The deal math in Tampa is different from Midwest markets — acquisitions cost more and rehabs are larger — but the ARVs can be correspondingly higher, and buyer demand for renovated properties in desirable Tampa submarkets remains strong.

Watch-outs: Florida's insurance landscape is genuinely complex and should be fully underwritten before acquisition — not estimated. Days on market have extended meaningfully from 2021–2022 levels. Budget for 45–60 day holds at minimum, and focus on newer construction and elevated properties to reduce flood and insurance risk. Florida's building code updates and flood insurance reforms require careful diligence on every deal.


10. Charlotte, NC — Retail Strength, Less Competition


CoStar National Retail Ranking (2025): #1 | Flip Rate Change: Down 18.5% YoY (less competition)


Charlotte topped CoStar's national retail market rankings for 2025, a signal of underlying economic health that bodes well for renovated home sales. The decline in flip rate — down nearly 19% year-over-year — means fewer investors chasing deals, which translates to better acquisition opportunities for those still active in the market.

Strong job growth across finance, technology, and healthcare creates a diverse buyer base that's less exposed to sector-specific economic shocks. Charlotte's population continues to grow, and demand for move-in-ready renovated homes tracks closely with that growth.

Watch-outs: Charlotte's success has attracted investor attention, and acquisition discipline is increasingly important. Know your submarket and your buyer profile — Charlotte spans multiple distinct markets with different price points and buyer demographics.


What the Data Tells Us About 2026

A few themes emerge clearly from the market analysis:

The Midwest and Northeast are leading on ROI. The highest gross returns are concentrated in markets with aging housing stock, low acquisition costs, and constrained resale inventory — not in the Sun Belt markets that dominated investor attention during the pandemic years.

Distressed inventory is growing. Foreclosure filings were up 20% year-over-year as of October 2025. That pipeline will translate into deal flow in 2026, particularly in states with shorter foreclosure timelines.

The $100K–200K purchase price band delivers the best returns. ATTOM data shows this range averaging approximately 31% gross ROI — the highest of any price band. Markets that allow entry at these price points hold a structural advantage.

Exit flexibility is now a strategic requirement. Investors who can convert a retail flip to a rental hold if market conditions shift have a meaningful risk management advantage. Markets with strong rental fundamentals alongside retail demand — Cleveland, Memphis, Indianapolis — are particularly well-positioned for this reason.

* PROVIDED MATERIAL:
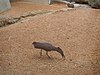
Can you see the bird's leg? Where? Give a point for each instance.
(41, 52)
(47, 54)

* COMPLETE THE FOLLOWING:
1) Repeat the passage of the flipping-markets text from "CoStar National Retail" up to and including "with that growth.".
2) In the flipping-markets text, by what percentage were foreclosure filings up year-over-year as of October 2025?
3) List every market that the flipping-markets text names as having strong rental fundamentals alongside retail demand.

* LIST OF SOLUTIONS:
1)
CoStar National Retail Ranking (2025): #1 | Flip Rate Change: Down 18.5% YoY (less competition)


Charlotte topped CoStar's national retail market rankings for 2025, a signal of underlying economic health that bodes well for renovated home sales. The decline in flip rate — down nearly 19% year-over-year — means fewer investors chasing deals, which translates to better acquisition opportunities for those still active in the market.

Strong job growth across finance, technology, and healthcare creates a diverse buyer base that's less exposed to sector-specific economic shocks. Charlotte's population continues to grow, and demand for move-in-ready renovated homes tracks closely with that growth.

2) 20%

3) Cleveland, Memphis, Indianapolis